--- Dataset extract ---
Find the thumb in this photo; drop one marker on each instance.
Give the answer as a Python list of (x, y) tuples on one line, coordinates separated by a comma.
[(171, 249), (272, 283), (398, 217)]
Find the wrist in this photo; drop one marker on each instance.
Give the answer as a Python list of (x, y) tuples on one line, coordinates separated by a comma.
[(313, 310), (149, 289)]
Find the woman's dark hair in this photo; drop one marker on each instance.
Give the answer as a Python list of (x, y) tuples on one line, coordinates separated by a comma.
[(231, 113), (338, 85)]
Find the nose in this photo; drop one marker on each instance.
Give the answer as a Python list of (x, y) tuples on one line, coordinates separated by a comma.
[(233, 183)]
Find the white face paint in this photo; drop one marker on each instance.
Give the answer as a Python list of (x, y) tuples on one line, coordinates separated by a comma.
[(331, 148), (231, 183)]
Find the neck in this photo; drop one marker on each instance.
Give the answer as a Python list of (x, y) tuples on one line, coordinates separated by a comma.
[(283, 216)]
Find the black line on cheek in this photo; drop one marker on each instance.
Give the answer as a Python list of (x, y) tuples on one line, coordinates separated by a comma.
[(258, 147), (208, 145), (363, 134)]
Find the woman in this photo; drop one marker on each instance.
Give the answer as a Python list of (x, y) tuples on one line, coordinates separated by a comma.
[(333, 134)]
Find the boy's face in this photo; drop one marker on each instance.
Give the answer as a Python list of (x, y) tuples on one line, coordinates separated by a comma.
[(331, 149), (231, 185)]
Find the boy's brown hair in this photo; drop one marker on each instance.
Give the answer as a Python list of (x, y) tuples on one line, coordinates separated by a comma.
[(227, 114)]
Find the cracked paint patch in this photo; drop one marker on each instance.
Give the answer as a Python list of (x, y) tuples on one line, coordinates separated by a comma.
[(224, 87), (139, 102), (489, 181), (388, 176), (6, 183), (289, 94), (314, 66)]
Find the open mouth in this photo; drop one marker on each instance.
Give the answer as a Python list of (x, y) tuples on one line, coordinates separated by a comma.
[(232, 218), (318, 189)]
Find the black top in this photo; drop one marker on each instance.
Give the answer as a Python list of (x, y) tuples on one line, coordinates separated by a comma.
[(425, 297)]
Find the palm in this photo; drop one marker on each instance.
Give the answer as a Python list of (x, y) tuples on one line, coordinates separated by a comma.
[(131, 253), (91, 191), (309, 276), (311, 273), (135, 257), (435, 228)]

--- Given exercise ---
Reproduce the entire listing above line for line, keeping every word, number, and punctuation mark unchanged.

--- Expected output ---
Find the thumb in this photo; drop one marker on each instance.
Give the answer as a Python list of (x, y) tuples on one line, coordinates separated by a comma.
[(171, 249), (272, 283), (398, 217)]
Find the wrist in this photo; drop one marker on each instance.
Give the answer as a Python list of (x, y) tuples on one line, coordinates separated by a comma.
[(313, 310), (149, 289)]
Find the woman's dark hair in this photo; drop one marker on each instance.
Give the answer as a Python list of (x, y) tuples on one line, coordinates separated by a comma.
[(231, 113), (338, 85)]
Find the nose in this photo; drop one marker on each instance.
Give the answer as a Python list of (x, y) tuples on one line, coordinates separated by a comma.
[(233, 183)]
Find the white face paint in this photo; drop one marker on each instance.
Give the answer as a Python list of (x, y) tuples on one line, coordinates separated by a comma.
[(331, 148), (231, 183)]
Find the neck in this photo; drop one marker on each instance.
Give the answer as a Python list of (x, y) tuples on one line, coordinates separated by a comma.
[(283, 216)]
Find the black line on cheek in this photo; drop one marker on each instance.
Give the answer as a Python list of (x, y) tuples on one line, coordinates separated by a comma.
[(258, 147), (208, 145), (363, 134)]
Find the woman in this photo; drop one marker on each instance.
Give the answer as a Python list of (x, y) tuples on one line, coordinates separated by a comma.
[(333, 134)]
Find the boy's face in this photo; drop one marker on each instance.
Give the answer as a Python list of (x, y) tuples on one line, coordinates separated by a comma.
[(331, 149), (231, 185)]
Find the boy's brown hair in this photo; drop one marker on each instance.
Give the answer as a Python list of (x, y) tuples on one line, coordinates separated by a comma.
[(227, 114)]
Find the cracked paint patch in this photo; drop one marker on each instance.
Give the answer as a Python list of (x, y) tuples on one line, coordinates separated by a comma.
[(224, 87), (139, 102), (489, 181), (388, 176), (6, 183), (289, 94), (314, 66)]
Find the open mouth in this photo; drop one marker on each instance.
Give the answer as a Python list of (x, y) tuples on one line, coordinates separated by a comma.
[(232, 218), (318, 189)]
Find the black top in this photo; drop one marker on each instance.
Give the answer as a Python list of (x, y) tuples on one line, coordinates separated by a comma.
[(425, 297)]
Find the palm in this photo; drop one marker on each instance.
Give the answer as a Python list of (x, y) tuples on one line, coordinates separated by a comma.
[(131, 253), (91, 191), (309, 276), (311, 273), (135, 257), (435, 228)]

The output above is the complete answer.